+++ Paginatekst +++

Gisteren weer eens wezen kijken. Ik hoef geloof ik niet te zeggen dat het weer mooi was. Wel vindt ik die muur van ventilators wel heel vet met dat confetti systeem ervoor. Verder viel me nog op dat van elke blinder maar de helft gewerkt heeft. Zal denk ik komende tijd nog wel aangesloten worden?

Verder viel me nog op dat er wat kroonsteentjes gebruikt werden voor de 230 van de 575 scans aan de buitenring, waarbij de aarde afgeknipt is. Ben zelf geen electricien, maar meestal wordt er vrij negatief op dat soort werk gereageerd. Hoe zit dat in dit geval? of is het iets tijdelijks.

Enne, zou iemand misschien nog wat leuke cijfers kunnen noemen  :Smile:  Zoals stroomverbruik, diverse belastingen, massa's en dat soort leuke cijfers  :Stick Out Tongue:  Die zullen allemaal ongetwijfeld hoog zijn.

----------


## masterblaster

Ja ziet er zeker vet uit jammer alleen dat ik zo'n end weg woon en dat ik geen eigen vervoer heb anders had ik het zeker komen aanschouwen.

Trouwens vraagje hoe oud zijn jullie want ik ben op het moment nog 17 maar kan al wel op een pearl een hog en ook al een beetje op grand ma werken.
Enige probleem is niemand laat een 17 jarige achter een tafel staan en dat is frustrerend.
Zo kan ik natuurlijk nooit mijn skills ontwikkelen.
Wil namelijk wel eens weten hoe lang ik nog heb om op mijn positie als operator te komen.

Want eerlijk is eerlijk ik zie zowel in discotheken alswel evenementen nooit een ouwe zak achter zo'n tafel staan.

In ieder geval mijn complimenten, en zodra ik mijn reibewijs heb zal ik wel een keer komen kijken.

greetz,

----------


## pepijn de hoop

> Trouwens vraagje hoe oud zijn jullie want ik ben op het moment nog 17 maar kan al wel op een pearl een hog en ook al een beetje op grand ma werken.
> Enige probleem is niemand laat een 17 jarige achter een tafel staan en dat is frustrerend.
> Wil namelijk wel eens weten hoe lang ik nog heb om op mijn positie als operator te komen.
> 
> Want eerlijk is eerlijk ik zie zowel in discotheken alswel evenementen nooit een ouwe zak achter zo'n tafel staan.



Ik ben zelf net 2,5 uur 18 en sta nu een klein jaar agter de pearl van plaza di christo(apeldoorn)
Ik denk dat het meer geluk is en mensen die je kennen en aan bevelen.
Zo ben ik er ook terecht gekomen.
maar je zal natuurlijk altijd kunnen soliciteren bij de dichtsbijzijnde discotheek...
probleem echter als 17 jarige mag je oficeel geen nacht uren draaien.. en bovendien meeste discotheken zijn zelf 18 + en laten onder de 18 niemand  binen dus ook jou niet...

+++ Gegevensfragmenten +++

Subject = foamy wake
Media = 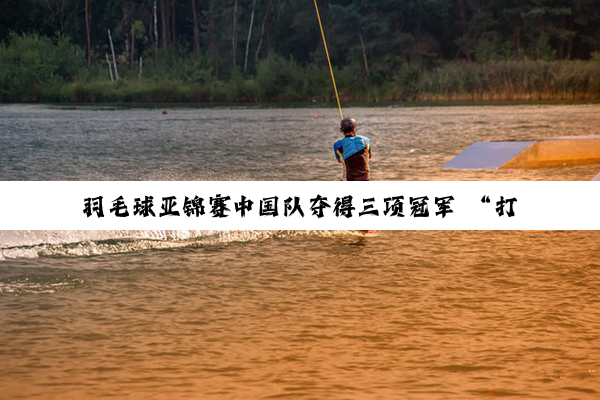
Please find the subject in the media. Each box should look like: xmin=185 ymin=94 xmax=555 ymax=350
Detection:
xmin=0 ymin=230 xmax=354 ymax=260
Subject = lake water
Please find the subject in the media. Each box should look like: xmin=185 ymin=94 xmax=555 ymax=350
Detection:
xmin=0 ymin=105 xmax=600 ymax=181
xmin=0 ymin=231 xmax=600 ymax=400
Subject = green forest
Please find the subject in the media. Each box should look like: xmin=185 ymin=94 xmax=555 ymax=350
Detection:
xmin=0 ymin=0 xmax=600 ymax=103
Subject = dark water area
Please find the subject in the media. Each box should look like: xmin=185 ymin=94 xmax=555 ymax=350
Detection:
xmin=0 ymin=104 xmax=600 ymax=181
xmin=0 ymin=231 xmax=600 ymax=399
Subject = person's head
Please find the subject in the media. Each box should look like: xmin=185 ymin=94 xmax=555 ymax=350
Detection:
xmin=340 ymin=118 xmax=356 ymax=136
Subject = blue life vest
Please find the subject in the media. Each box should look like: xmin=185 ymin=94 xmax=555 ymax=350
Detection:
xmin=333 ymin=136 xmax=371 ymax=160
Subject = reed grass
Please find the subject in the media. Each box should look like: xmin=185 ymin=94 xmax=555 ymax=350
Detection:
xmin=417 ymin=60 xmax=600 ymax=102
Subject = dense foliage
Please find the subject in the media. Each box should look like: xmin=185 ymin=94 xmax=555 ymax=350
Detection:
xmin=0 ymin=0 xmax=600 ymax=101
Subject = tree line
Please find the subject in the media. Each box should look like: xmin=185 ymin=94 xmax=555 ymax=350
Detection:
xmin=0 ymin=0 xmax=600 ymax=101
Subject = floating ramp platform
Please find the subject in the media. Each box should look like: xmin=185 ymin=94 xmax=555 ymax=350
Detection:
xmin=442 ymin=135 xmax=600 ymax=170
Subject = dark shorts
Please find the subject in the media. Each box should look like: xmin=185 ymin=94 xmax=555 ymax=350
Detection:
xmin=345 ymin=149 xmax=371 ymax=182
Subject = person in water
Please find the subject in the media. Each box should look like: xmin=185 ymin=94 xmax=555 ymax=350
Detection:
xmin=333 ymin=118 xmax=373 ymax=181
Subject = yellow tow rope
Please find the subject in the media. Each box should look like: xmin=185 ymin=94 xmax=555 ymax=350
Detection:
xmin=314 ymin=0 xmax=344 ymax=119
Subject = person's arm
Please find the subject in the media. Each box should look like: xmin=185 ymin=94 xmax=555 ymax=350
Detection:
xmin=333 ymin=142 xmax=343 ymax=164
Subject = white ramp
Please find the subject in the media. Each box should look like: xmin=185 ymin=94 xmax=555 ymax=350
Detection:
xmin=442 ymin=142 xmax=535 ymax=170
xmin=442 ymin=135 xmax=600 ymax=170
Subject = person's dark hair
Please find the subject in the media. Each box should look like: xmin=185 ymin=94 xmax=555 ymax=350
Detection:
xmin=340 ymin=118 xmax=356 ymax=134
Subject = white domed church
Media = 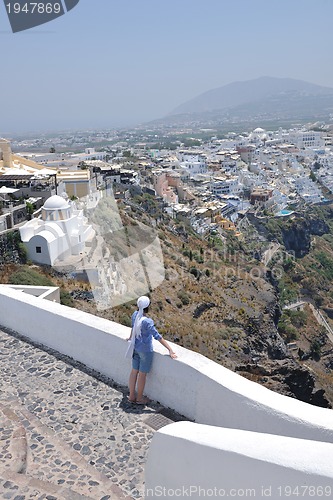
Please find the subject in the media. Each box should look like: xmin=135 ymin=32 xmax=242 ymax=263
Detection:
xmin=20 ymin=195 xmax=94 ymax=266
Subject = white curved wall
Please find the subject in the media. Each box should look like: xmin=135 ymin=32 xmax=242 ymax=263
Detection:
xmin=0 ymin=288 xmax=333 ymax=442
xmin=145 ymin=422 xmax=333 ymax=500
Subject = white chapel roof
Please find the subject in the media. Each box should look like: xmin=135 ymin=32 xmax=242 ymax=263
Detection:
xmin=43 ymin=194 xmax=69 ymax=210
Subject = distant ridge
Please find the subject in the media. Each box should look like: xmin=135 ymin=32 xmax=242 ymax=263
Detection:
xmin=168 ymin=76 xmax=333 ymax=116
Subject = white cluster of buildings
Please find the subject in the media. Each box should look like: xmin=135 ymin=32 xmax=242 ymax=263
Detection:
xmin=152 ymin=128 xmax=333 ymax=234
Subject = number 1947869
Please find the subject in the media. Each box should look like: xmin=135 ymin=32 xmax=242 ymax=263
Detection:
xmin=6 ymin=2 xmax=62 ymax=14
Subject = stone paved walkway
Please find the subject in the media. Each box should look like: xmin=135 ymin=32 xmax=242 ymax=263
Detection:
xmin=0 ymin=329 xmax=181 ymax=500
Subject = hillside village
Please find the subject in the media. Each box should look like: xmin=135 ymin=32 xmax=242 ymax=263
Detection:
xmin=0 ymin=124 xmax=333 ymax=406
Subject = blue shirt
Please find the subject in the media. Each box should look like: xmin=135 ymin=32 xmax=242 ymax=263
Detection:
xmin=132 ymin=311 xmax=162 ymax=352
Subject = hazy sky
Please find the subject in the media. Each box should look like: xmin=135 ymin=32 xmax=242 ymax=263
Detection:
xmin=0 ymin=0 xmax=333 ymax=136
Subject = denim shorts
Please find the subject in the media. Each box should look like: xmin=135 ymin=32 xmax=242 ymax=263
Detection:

+++

Opdracht A » Vat de forumdiscussie samen in twee zinnen.
Opdracht B » Achter welke tafel staat de deelnemer aan de forumdiscussie die net 18 is al een klein jaar?

Uitgewerkte oplossing A » In de forumdiscussie meldt iemand na een bezoek dat de muur van ventilators met het confettisysteem ervoor erg vet is, maar dat van elke blinder maar de helft werkte en dat bij scans aan de buitenring kroonsteentjes zonder aarde gebruikt werden. Verder vraagt een 17-jarige, die al op een Pearl, een Hog en een beetje op Grand MA kan werken, hoe oud de anderen zijn, waarop iemand die net 18 is antwoordt dat operator worden vooral een kwestie is van geluk en van mensen die je kennen en aanbevelen.

Uitgewerkte oplossing B » Achter de Pearl van Plaza di Christo in Apeldoorn.